**Problem to solve:** Turn all the lines of the rows below into a Markdown table with the columns "No." and "Line", numbering each line and leaving out blank lines. Leave the pictures out of the table.

Collected data

▬▬▬▬▬▬

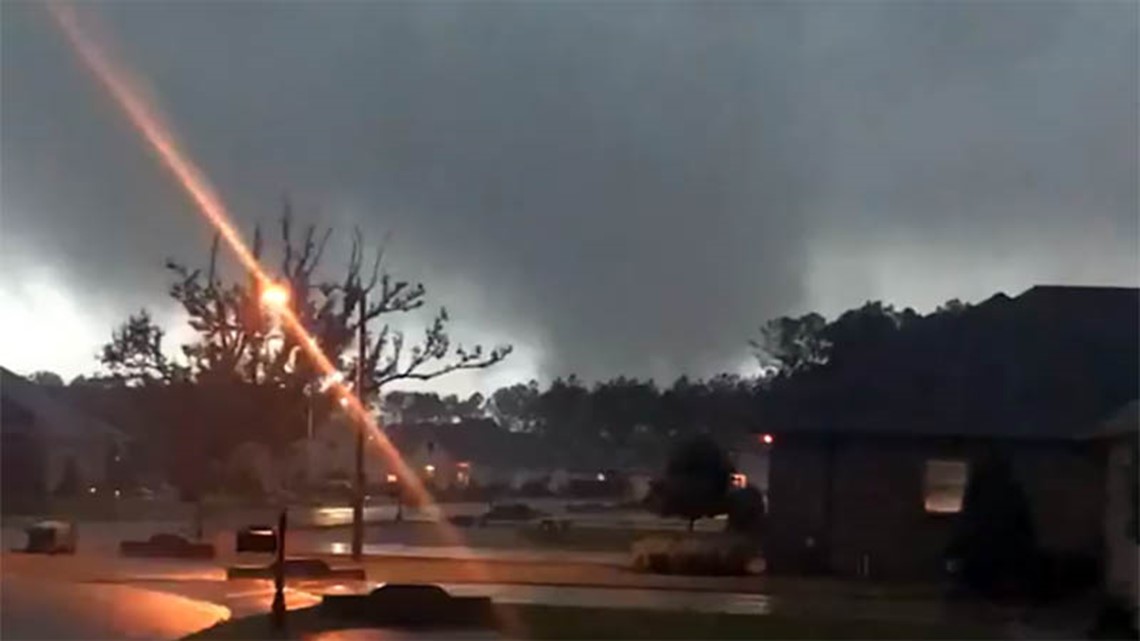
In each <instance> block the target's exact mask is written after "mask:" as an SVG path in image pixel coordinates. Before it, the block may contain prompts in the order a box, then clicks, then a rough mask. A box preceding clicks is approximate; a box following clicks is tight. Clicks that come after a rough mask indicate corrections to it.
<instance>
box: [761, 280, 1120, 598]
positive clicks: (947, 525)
mask: <svg viewBox="0 0 1140 641" xmlns="http://www.w3.org/2000/svg"><path fill="white" fill-rule="evenodd" d="M1138 294H1140V292H1138V290H1134V289H1115V287H1034V289H1032V290H1029V291H1027V292H1025V293H1023V294H1021V295H1019V297H1017V298H1015V299H1009V298H1005V297H1001V295H999V297H994V299H991V300H990V301H986V302H984V303H980V305H978V306H975V307H971V308H968V309H967V310H964V311H962V313H960V314H958V315H956V316H952V317H947V316H941V317H927V318H923V319H921V320H919V322H917V325H915V326H914V327H912V328H910V330H909V331H906V332H902V333H901V335H899V336H897V339H896V340H894V341H893V342H888V343H884V344H881V346H880V347H879V349H877V350H874V351H873V354H869V355H868V357H866V359H865V360H861V362H857V363H848V364H845V365H844V366H837V367H831V368H828V367H824V368H822V370H821V371H819V372H817V373H813V374H811V375H809V376H805V378H803V379H801V380H800V381H798V382H797V381H795V380H790V382H789V383H787V386H785V387H784V389H781V390H776V392H774V395H773V400H772V401H771V404H769V406H768V407H767V415H766V416H765V430H766V431H767V432H769V433H771V435H772V437H773V440H774V443H773V444H772V449H771V462H769V464H771V469H769V474H768V476H769V478H768V484H769V487H768V512H769V518H768V530H767V541H766V545H767V554H768V561H769V567H771V568H772V569H773V571H804V570H817V571H830V573H836V574H840V575H852V576H861V575H862V576H871V577H881V578H923V577H933V576H936V575H938V574H939V573H942V571H944V552H945V550H946V545H947V543H948V541H950V536H951V534H952V533H953V529H954V524H955V516H956V514H958V513H959V512H960V510H961V508H962V498H963V493H964V489H966V485H967V482H968V480H969V478H970V474H971V471H972V470H974V469H975V466H976V464H977V462H978V461H979V460H982V459H983V457H985V456H990V455H993V454H994V453H1000V454H1003V455H1004V456H1007V457H1008V460H1009V461H1010V462H1011V465H1012V469H1013V471H1015V474H1016V477H1017V478H1018V480H1019V482H1020V484H1021V486H1023V488H1024V490H1025V493H1026V495H1027V498H1028V502H1029V508H1031V511H1032V513H1033V517H1034V521H1035V528H1036V533H1037V538H1039V543H1040V545H1041V546H1042V547H1043V549H1044V550H1047V551H1055V552H1066V553H1075V554H1082V555H1085V557H1089V558H1094V559H1100V558H1101V557H1102V554H1104V552H1105V532H1104V530H1105V516H1104V514H1105V502H1106V496H1105V487H1106V468H1105V461H1104V456H1102V455H1101V454H1100V453H1099V452H1098V451H1097V448H1096V447H1092V446H1090V444H1089V443H1088V441H1086V440H1085V439H1084V438H1083V436H1084V435H1085V433H1086V432H1088V430H1089V429H1090V428H1091V427H1093V425H1097V424H1099V423H1101V422H1102V421H1104V420H1105V417H1106V416H1107V415H1110V414H1112V413H1114V412H1116V411H1118V408H1119V407H1122V406H1124V405H1125V404H1126V403H1129V401H1130V400H1132V399H1134V398H1135V393H1137V390H1138V387H1140V381H1138V373H1137V362H1138V358H1140V350H1138V335H1140V295H1138ZM1133 473H1134V472H1133ZM1115 500H1116V501H1118V497H1117V498H1115ZM1133 502H1134V501H1133ZM1132 574H1133V576H1134V574H1135V563H1134V561H1133V563H1132Z"/></svg>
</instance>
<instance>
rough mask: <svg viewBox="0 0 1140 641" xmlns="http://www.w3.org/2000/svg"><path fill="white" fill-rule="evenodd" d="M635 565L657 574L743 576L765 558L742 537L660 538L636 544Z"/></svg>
mask: <svg viewBox="0 0 1140 641" xmlns="http://www.w3.org/2000/svg"><path fill="white" fill-rule="evenodd" d="M633 566H634V569H636V570H637V571H644V573H653V574H682V575H707V576H740V575H748V574H754V571H755V570H756V569H757V567H762V566H763V559H762V558H760V554H759V550H758V549H757V547H756V545H755V544H752V543H751V542H749V541H748V539H747V538H743V537H740V536H731V535H720V536H716V537H692V536H687V537H663V536H655V537H650V538H643V539H641V541H637V542H636V543H634V546H633Z"/></svg>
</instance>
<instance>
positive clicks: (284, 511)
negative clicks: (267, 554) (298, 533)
mask: <svg viewBox="0 0 1140 641" xmlns="http://www.w3.org/2000/svg"><path fill="white" fill-rule="evenodd" d="M287 527H288V512H287V511H286V510H284V509H282V511H280V514H278V516H277V550H276V551H275V552H276V558H275V560H274V601H272V603H271V605H270V607H269V612H270V615H271V618H272V624H274V628H276V630H283V628H284V627H285V530H286V528H287Z"/></svg>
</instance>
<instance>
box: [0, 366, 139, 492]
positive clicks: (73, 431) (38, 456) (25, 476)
mask: <svg viewBox="0 0 1140 641" xmlns="http://www.w3.org/2000/svg"><path fill="white" fill-rule="evenodd" d="M0 439H2V440H0V456H2V464H0V470H2V477H3V478H2V484H0V490H2V500H3V506H5V510H6V511H13V510H38V509H42V508H43V505H44V502H46V501H47V500H48V497H49V496H51V495H54V494H74V493H78V492H83V493H90V492H92V490H93V492H96V493H98V492H100V490H108V489H113V488H109V487H108V486H107V481H108V478H109V472H111V469H112V466H113V465H114V463H115V462H116V461H117V459H119V457H120V453H121V452H122V451H123V447H124V445H125V436H124V435H123V433H122V432H121V431H120V430H117V429H115V428H113V427H111V425H108V424H107V423H105V422H103V421H100V420H97V419H93V417H91V416H89V415H88V414H86V413H83V412H81V411H79V409H76V408H75V407H73V406H71V405H68V404H66V403H64V401H63V400H59V399H58V398H56V397H55V396H54V395H51V393H50V392H49V391H48V390H47V389H44V387H43V386H40V384H36V383H33V382H31V381H28V380H27V379H25V378H23V376H19V375H17V374H15V373H13V372H10V371H8V370H6V368H2V367H0Z"/></svg>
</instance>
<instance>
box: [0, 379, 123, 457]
mask: <svg viewBox="0 0 1140 641" xmlns="http://www.w3.org/2000/svg"><path fill="white" fill-rule="evenodd" d="M0 397H2V398H3V408H5V413H6V414H7V413H9V412H11V413H16V414H18V416H16V417H17V419H18V420H15V421H9V420H7V419H6V420H3V421H2V424H3V429H5V430H35V431H36V432H38V433H40V435H43V436H46V437H49V438H62V439H72V440H83V439H93V438H95V439H97V438H111V439H114V440H116V441H123V440H125V439H127V437H125V435H124V433H123V432H122V431H120V430H117V429H116V428H114V427H112V425H109V424H107V423H106V422H104V421H100V420H99V419H96V417H92V416H90V415H88V414H86V413H83V412H81V411H79V409H76V408H75V407H73V406H71V405H68V404H67V403H64V401H62V400H60V399H58V398H55V397H54V396H52V395H51V393H49V392H48V391H47V390H46V389H43V386H40V384H36V383H33V382H32V381H28V380H27V379H25V378H23V376H21V375H18V374H16V373H14V372H11V371H10V370H8V368H6V367H0Z"/></svg>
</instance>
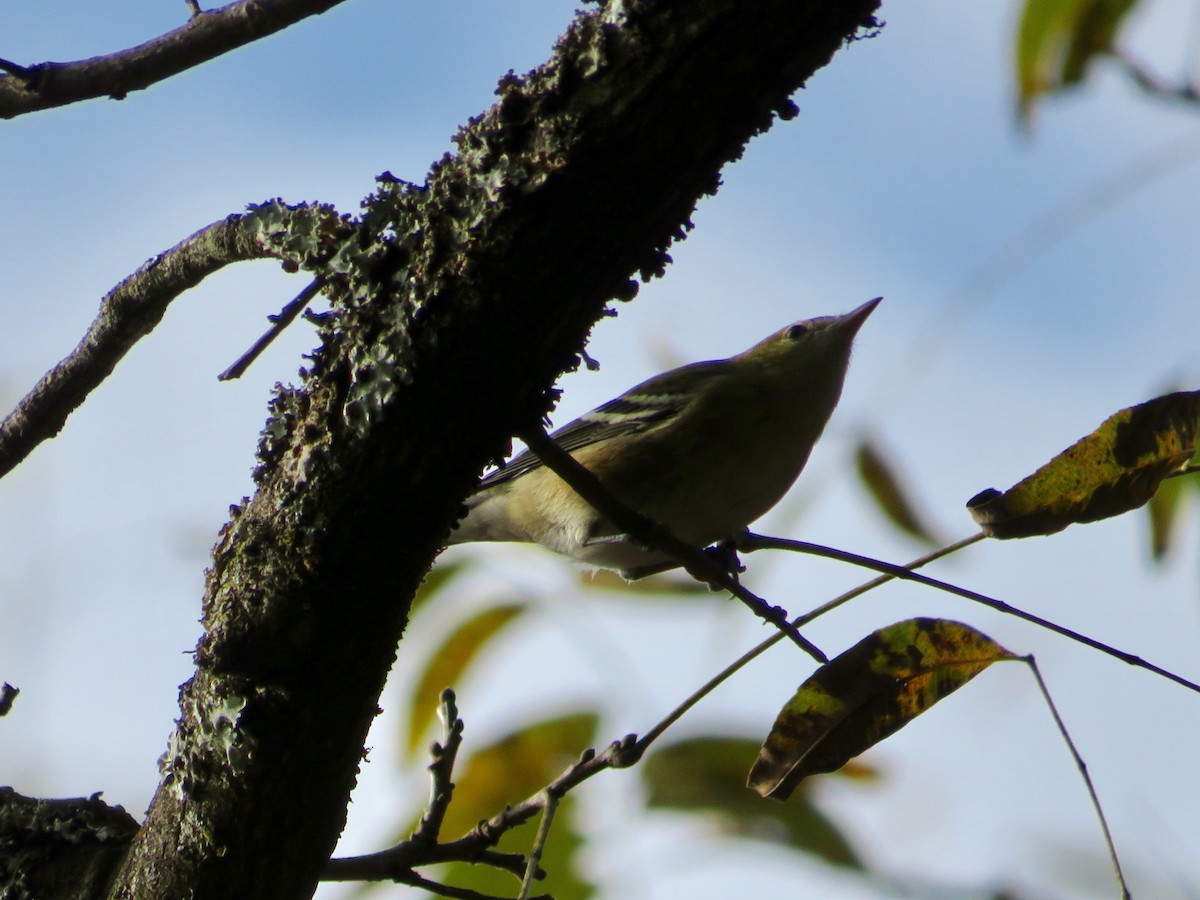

▬▬▬▬▬▬

**Response to this exercise:**
| No. | Line |
|---|---|
| 1 | In each <instance> block the target's exact mask is written after "mask:" as an SVG path in image pixel coordinates. Before it, the block may contain prompts in the order a box, then clicks, then a rough mask. A box preceding clicks is approximate; a box following clicks is tight. Clicks that come after a rough mask indicate corrections to it. |
| 2 | <instance> |
| 3 | box: [761, 280, 1120, 598] |
| 4 | positive clicks: (947, 525) |
| 5 | mask: <svg viewBox="0 0 1140 641" xmlns="http://www.w3.org/2000/svg"><path fill="white" fill-rule="evenodd" d="M1138 294H1140V292H1138V290H1134V289H1115V287H1034V289H1032V290H1029V291H1027V292H1025V293H1023V294H1021V295H1019V297H1017V298H1015V299H1009V298H1005V297H1001V295H999V297H994V299H991V300H990V301H986V302H984V303H980V305H978V306H975V307H971V308H968V309H967V310H964V311H962V313H960V314H958V315H956V316H952V317H947V316H941V317H927V318H923V319H921V320H919V322H917V325H915V326H914V327H912V328H910V330H909V331H906V332H902V333H901V335H899V336H897V339H896V340H894V341H893V342H888V343H884V344H881V346H880V347H879V349H877V350H874V351H873V354H869V355H868V357H866V359H865V360H861V362H857V363H848V364H845V365H844V366H837V367H831V368H828V367H824V368H822V370H821V371H819V372H817V373H813V374H811V375H809V376H805V378H803V379H801V380H800V381H798V382H797V381H795V380H790V382H789V383H787V386H785V387H784V389H781V390H776V392H774V395H773V400H772V401H771V404H769V406H768V407H767V415H766V416H765V430H766V431H767V432H769V433H771V435H772V437H773V440H774V443H773V444H772V449H771V462H769V464H771V469H769V474H768V476H769V478H768V484H769V487H768V512H769V518H768V530H767V541H766V545H767V554H768V561H769V567H771V568H772V569H773V571H804V570H817V571H830V573H836V574H840V575H852V576H861V575H862V576H871V577H881V578H923V577H933V576H936V575H938V574H939V573H942V571H944V552H945V550H946V545H947V543H948V541H950V536H951V534H952V533H953V529H954V524H955V516H956V514H958V513H959V512H960V510H961V508H962V498H963V493H964V489H966V485H967V482H968V480H969V478H970V474H971V471H972V470H974V469H975V466H976V464H977V462H978V461H979V460H982V459H983V457H985V456H990V455H993V454H994V453H1000V454H1003V455H1004V456H1007V457H1008V460H1009V461H1010V462H1011V465H1012V469H1013V471H1015V474H1016V477H1017V478H1018V480H1019V482H1020V484H1021V486H1023V488H1024V490H1025V493H1026V495H1027V498H1028V502H1029V508H1031V511H1032V513H1033V517H1034V521H1035V528H1036V533H1037V538H1039V543H1040V545H1041V546H1042V547H1043V549H1044V550H1047V551H1055V552H1066V553H1075V554H1082V555H1085V557H1089V558H1094V559H1100V558H1101V557H1102V554H1104V552H1105V532H1104V530H1105V516H1104V514H1105V502H1106V496H1105V487H1106V468H1105V461H1104V456H1102V455H1101V454H1100V453H1099V452H1098V451H1097V448H1096V447H1092V446H1090V444H1089V443H1088V441H1086V440H1085V439H1084V438H1083V436H1084V435H1085V433H1086V432H1088V430H1089V429H1090V428H1091V427H1093V425H1097V424H1099V423H1101V422H1102V421H1104V420H1105V417H1106V416H1107V415H1110V414H1112V413H1114V412H1116V411H1118V408H1119V407H1122V406H1124V405H1125V404H1126V403H1129V401H1130V400H1132V399H1134V398H1135V393H1137V390H1138V387H1140V381H1138V373H1137V362H1138V358H1140V350H1138V335H1140V295H1138ZM1133 473H1134V472H1133ZM1115 500H1116V501H1118V497H1117V498H1115ZM1133 502H1134V501H1133ZM1132 574H1133V576H1134V574H1135V563H1134V561H1133V563H1132Z"/></svg> |
| 6 | </instance> |
| 7 | <instance> |
| 8 | rough mask: <svg viewBox="0 0 1140 641" xmlns="http://www.w3.org/2000/svg"><path fill="white" fill-rule="evenodd" d="M635 565L657 574L743 576L765 558L742 537L660 538L636 544Z"/></svg> |
| 9 | mask: <svg viewBox="0 0 1140 641" xmlns="http://www.w3.org/2000/svg"><path fill="white" fill-rule="evenodd" d="M633 566H634V569H636V570H637V571H644V573H653V574H682V575H707V576H740V575H748V574H754V571H755V570H756V569H757V567H762V566H763V559H762V558H760V554H759V550H758V549H757V547H756V545H755V544H752V543H751V542H749V541H748V539H747V538H743V537H740V536H731V535H720V536H716V537H692V536H687V537H663V536H655V537H650V538H643V539H641V541H637V542H636V543H634V546H633Z"/></svg> |
| 10 | </instance> |
| 11 | <instance> |
| 12 | positive clicks: (284, 511) |
| 13 | negative clicks: (267, 554) (298, 533) |
| 14 | mask: <svg viewBox="0 0 1140 641" xmlns="http://www.w3.org/2000/svg"><path fill="white" fill-rule="evenodd" d="M287 527H288V512H287V511H286V510H284V509H282V511H280V514H278V516H277V550H276V551H275V552H276V558H275V560H274V601H272V603H271V605H270V607H269V612H270V615H271V618H272V624H274V628H276V630H283V628H284V627H285V530H286V528H287Z"/></svg> |
| 15 | </instance> |
| 16 | <instance> |
| 17 | box: [0, 366, 139, 492] |
| 18 | positive clicks: (73, 431) (38, 456) (25, 476) |
| 19 | mask: <svg viewBox="0 0 1140 641" xmlns="http://www.w3.org/2000/svg"><path fill="white" fill-rule="evenodd" d="M0 439H2V440H0V456H2V464H0V470H2V477H3V478H2V484H0V490H2V500H3V506H5V510H6V511H13V510H38V509H42V508H43V505H44V502H46V501H47V500H48V497H49V496H51V495H54V494H74V493H78V492H83V493H90V492H92V490H93V492H96V493H98V492H100V490H108V489H113V488H109V487H108V486H107V481H108V478H109V472H111V469H112V466H113V465H114V463H115V462H116V461H117V459H119V457H120V453H121V452H122V451H123V447H124V445H125V436H124V435H123V433H122V432H121V431H120V430H117V429H115V428H113V427H111V425H108V424H107V423H105V422H103V421H100V420H97V419H93V417H91V416H89V415H88V414H86V413H83V412H81V411H79V409H76V408H75V407H73V406H71V405H68V404H66V403H64V401H63V400H59V399H58V398H56V397H55V396H54V395H51V393H50V392H49V391H48V390H47V389H44V387H43V386H40V384H36V383H33V382H31V381H28V380H27V379H25V378H23V376H19V375H17V374H15V373H13V372H10V371H8V370H6V368H2V367H0Z"/></svg> |
| 20 | </instance> |
| 21 | <instance> |
| 22 | box: [0, 379, 123, 457] |
| 23 | mask: <svg viewBox="0 0 1140 641" xmlns="http://www.w3.org/2000/svg"><path fill="white" fill-rule="evenodd" d="M0 397H2V398H3V408H5V413H6V414H7V413H9V412H11V413H16V414H18V416H16V417H17V419H18V420H15V421H9V420H7V419H6V420H3V421H2V424H3V429H5V430H35V431H36V432H38V433H40V435H43V436H46V437H49V438H62V439H72V440H83V439H93V438H95V439H97V438H111V439H114V440H116V441H123V440H125V439H127V437H125V435H124V433H123V432H122V431H120V430H117V429H116V428H114V427H112V425H109V424H107V423H106V422H104V421H100V420H99V419H96V417H92V416H90V415H88V414H86V413H83V412H81V411H79V409H76V408H75V407H73V406H71V405H68V404H67V403H64V401H62V400H60V399H58V398H55V397H54V396H52V395H51V393H49V392H48V391H47V390H46V389H43V386H40V384H36V383H33V382H32V381H28V380H27V379H25V378H23V376H21V375H18V374H16V373H14V372H11V371H10V370H8V368H6V367H0Z"/></svg> |
| 24 | </instance> |